### Work to complete
Reproduce the lines of every record below verbatim, omitting the pictures.

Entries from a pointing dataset

## Begin

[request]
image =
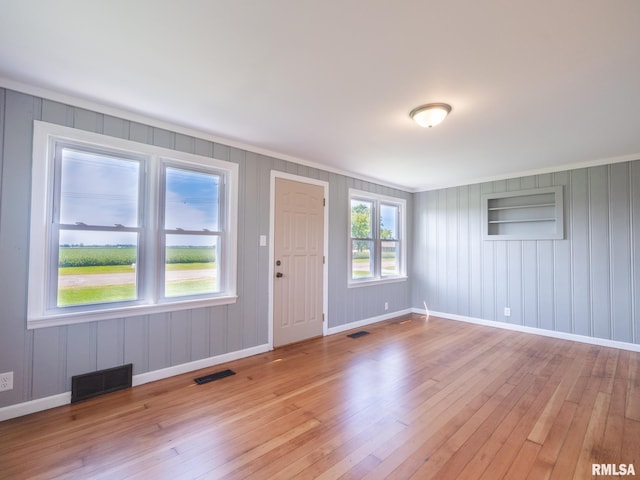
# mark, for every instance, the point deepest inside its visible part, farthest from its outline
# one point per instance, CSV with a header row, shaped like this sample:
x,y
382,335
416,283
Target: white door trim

## End

### Result
[request]
image =
# mark, for every instance, the point deepest inside its visible part, farthest from its outline
# one point per instance, CSV with a header row, shaped like this sample:
x,y
382,335
416,283
Target: white door trim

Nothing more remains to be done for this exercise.